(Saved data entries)
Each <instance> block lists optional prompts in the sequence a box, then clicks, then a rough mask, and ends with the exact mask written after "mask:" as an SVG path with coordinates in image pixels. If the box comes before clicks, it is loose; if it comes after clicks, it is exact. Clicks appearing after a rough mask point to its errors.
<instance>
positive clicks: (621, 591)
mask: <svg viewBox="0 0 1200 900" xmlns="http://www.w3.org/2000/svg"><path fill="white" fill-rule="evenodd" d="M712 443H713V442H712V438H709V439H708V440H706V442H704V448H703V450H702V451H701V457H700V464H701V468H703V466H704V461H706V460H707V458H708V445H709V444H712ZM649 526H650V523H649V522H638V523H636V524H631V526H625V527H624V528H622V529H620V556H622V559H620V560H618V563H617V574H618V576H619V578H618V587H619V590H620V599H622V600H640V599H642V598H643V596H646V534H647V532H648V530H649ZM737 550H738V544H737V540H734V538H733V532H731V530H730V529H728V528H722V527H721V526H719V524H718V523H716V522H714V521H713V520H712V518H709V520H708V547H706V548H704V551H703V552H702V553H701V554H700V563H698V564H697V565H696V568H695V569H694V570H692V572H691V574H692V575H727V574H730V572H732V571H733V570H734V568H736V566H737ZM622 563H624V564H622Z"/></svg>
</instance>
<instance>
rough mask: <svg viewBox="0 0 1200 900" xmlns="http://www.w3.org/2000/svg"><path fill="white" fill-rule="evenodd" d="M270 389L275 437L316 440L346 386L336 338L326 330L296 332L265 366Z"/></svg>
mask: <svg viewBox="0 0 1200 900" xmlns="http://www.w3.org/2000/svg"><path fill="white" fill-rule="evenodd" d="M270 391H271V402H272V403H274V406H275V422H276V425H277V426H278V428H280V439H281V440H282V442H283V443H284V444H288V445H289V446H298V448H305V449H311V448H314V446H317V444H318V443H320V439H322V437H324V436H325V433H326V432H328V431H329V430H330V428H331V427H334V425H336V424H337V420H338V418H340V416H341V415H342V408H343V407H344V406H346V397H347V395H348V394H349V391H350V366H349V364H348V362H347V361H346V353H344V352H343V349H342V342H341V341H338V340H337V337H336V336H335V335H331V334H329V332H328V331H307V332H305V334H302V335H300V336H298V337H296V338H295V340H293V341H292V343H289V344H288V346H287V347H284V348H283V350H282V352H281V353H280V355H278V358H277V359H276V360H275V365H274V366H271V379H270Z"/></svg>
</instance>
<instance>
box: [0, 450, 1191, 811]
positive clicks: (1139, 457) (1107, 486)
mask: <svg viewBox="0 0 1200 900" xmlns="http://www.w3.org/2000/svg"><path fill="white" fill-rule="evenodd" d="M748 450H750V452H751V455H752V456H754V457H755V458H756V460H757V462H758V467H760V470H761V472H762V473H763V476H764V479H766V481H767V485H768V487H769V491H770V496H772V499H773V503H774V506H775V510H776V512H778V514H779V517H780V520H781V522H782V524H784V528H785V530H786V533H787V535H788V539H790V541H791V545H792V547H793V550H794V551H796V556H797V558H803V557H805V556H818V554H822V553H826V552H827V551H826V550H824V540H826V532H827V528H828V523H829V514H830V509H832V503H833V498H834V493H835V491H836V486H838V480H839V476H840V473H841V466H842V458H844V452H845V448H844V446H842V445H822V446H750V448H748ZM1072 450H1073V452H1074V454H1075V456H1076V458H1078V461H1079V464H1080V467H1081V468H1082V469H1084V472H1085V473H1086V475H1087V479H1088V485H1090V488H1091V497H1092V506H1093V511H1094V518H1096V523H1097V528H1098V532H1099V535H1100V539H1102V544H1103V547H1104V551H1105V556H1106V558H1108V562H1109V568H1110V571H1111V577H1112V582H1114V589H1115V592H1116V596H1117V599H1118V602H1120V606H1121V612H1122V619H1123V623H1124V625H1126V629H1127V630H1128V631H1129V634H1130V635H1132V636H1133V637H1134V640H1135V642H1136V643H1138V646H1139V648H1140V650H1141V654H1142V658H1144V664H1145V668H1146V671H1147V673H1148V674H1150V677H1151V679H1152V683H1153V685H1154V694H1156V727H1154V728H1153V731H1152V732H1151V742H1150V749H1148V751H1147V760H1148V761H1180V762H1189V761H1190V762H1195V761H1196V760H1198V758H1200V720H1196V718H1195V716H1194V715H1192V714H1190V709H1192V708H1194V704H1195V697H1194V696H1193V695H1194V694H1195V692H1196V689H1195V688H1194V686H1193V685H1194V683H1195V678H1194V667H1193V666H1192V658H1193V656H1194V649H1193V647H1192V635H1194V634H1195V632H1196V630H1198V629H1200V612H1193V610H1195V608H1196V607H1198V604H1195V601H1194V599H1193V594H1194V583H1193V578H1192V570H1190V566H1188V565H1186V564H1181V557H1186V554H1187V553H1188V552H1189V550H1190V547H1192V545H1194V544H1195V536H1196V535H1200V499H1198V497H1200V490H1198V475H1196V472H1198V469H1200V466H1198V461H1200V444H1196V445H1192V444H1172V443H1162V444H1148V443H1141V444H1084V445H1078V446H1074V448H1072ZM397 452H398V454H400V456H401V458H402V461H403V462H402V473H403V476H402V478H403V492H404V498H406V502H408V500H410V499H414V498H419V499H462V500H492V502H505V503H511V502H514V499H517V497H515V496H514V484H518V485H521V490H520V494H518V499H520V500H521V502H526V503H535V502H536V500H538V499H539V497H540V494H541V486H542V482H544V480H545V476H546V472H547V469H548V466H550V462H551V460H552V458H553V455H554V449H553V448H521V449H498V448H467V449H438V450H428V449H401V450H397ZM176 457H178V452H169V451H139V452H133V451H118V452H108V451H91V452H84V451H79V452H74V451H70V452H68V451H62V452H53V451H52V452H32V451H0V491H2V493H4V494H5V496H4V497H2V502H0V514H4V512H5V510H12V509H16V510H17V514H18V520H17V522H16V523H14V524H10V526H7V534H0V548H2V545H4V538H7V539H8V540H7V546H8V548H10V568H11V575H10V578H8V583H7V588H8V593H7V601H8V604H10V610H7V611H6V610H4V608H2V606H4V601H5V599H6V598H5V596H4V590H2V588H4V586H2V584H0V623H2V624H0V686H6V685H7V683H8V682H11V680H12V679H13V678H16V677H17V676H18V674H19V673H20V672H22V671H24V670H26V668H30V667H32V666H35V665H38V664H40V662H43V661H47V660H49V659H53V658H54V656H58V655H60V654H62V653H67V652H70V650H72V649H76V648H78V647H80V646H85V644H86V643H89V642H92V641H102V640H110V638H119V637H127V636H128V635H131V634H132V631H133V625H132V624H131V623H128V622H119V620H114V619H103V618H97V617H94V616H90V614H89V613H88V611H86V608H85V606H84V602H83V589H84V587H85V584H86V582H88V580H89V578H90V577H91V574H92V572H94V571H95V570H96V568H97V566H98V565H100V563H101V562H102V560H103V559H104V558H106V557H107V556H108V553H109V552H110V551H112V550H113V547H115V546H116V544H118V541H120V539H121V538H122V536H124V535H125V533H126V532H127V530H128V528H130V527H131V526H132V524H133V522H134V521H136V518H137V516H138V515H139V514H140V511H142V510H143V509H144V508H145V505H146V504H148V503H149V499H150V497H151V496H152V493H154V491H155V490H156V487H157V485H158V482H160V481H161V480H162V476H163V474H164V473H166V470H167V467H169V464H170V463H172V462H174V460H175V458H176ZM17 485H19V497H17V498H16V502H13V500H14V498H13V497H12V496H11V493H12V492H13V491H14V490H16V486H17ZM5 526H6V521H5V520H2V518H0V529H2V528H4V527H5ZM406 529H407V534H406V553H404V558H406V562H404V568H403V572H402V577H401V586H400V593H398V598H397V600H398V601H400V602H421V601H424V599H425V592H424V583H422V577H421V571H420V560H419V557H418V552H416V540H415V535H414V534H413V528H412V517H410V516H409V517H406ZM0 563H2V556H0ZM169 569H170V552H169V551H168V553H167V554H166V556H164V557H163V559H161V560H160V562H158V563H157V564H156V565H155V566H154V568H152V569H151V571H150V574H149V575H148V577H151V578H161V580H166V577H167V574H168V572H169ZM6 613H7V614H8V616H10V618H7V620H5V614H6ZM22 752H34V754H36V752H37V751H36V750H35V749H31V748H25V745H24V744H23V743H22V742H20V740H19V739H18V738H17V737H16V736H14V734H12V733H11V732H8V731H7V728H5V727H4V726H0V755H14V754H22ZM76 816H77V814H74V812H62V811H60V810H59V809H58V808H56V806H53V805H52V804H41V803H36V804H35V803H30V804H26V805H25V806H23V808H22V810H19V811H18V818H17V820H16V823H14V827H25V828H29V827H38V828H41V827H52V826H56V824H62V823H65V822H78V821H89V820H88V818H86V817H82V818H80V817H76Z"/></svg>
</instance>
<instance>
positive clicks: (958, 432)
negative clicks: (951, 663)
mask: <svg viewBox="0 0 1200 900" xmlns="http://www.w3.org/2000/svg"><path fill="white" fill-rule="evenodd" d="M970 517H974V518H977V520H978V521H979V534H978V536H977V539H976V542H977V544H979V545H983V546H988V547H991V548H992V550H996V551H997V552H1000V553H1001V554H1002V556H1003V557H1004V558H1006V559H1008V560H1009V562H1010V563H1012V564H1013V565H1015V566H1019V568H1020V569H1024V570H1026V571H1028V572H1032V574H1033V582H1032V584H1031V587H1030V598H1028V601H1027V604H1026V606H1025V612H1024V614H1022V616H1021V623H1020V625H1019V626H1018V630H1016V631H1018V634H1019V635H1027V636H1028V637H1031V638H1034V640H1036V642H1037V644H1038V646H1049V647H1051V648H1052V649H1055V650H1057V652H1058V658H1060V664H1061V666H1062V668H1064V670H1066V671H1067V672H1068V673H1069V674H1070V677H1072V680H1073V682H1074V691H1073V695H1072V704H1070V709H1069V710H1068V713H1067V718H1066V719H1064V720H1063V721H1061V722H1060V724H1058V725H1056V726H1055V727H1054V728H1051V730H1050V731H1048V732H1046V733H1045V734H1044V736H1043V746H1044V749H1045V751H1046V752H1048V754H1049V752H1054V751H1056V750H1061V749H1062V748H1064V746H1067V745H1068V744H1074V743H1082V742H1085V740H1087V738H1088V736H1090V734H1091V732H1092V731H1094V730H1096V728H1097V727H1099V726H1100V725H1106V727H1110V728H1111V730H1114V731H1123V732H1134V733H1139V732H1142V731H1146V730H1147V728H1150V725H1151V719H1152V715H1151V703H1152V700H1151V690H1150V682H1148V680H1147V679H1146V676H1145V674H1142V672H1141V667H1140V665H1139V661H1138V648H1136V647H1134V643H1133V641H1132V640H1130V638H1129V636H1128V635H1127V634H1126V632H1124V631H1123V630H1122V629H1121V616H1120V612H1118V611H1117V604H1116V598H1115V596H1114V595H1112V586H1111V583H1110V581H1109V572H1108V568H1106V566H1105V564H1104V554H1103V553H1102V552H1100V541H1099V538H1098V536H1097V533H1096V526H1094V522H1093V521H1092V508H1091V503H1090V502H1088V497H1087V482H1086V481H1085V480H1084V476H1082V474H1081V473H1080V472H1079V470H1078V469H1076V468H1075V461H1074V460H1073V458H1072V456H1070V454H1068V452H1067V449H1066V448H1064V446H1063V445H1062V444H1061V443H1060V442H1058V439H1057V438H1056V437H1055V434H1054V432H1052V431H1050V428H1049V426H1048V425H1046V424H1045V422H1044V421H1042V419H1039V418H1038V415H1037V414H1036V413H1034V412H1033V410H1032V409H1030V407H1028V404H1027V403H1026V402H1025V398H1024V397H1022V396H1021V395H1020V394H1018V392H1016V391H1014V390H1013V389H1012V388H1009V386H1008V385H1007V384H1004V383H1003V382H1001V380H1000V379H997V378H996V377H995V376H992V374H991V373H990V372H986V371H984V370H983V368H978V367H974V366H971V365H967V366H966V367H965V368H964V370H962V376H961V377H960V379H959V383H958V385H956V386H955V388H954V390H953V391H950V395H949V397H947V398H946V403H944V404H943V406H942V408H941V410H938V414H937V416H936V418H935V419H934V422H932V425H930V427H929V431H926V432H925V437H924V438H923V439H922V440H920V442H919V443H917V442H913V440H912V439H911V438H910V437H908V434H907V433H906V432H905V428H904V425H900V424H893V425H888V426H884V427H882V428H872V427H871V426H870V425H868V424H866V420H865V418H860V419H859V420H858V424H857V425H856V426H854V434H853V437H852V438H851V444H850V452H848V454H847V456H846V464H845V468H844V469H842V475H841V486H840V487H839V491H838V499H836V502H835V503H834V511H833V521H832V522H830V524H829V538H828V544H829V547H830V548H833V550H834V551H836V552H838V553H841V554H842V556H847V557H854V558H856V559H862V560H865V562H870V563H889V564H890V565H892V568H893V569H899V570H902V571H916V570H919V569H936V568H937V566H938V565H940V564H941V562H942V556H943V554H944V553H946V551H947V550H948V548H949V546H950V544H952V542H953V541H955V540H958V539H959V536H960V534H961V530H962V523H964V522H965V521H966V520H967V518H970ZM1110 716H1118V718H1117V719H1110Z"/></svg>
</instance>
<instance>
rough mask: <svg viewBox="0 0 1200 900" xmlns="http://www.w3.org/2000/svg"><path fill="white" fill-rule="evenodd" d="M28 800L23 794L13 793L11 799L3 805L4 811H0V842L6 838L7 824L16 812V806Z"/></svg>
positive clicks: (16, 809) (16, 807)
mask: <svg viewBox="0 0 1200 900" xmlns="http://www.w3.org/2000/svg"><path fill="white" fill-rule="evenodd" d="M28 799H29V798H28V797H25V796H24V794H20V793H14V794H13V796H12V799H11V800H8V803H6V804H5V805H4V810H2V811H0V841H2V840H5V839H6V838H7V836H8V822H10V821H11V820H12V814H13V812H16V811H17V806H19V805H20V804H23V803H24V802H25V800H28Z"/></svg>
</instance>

WHAT YOU HAVE TO DO:
Find how many lines in the data above include the string "rough", and give that number alone.

RESPONSE AREA:
3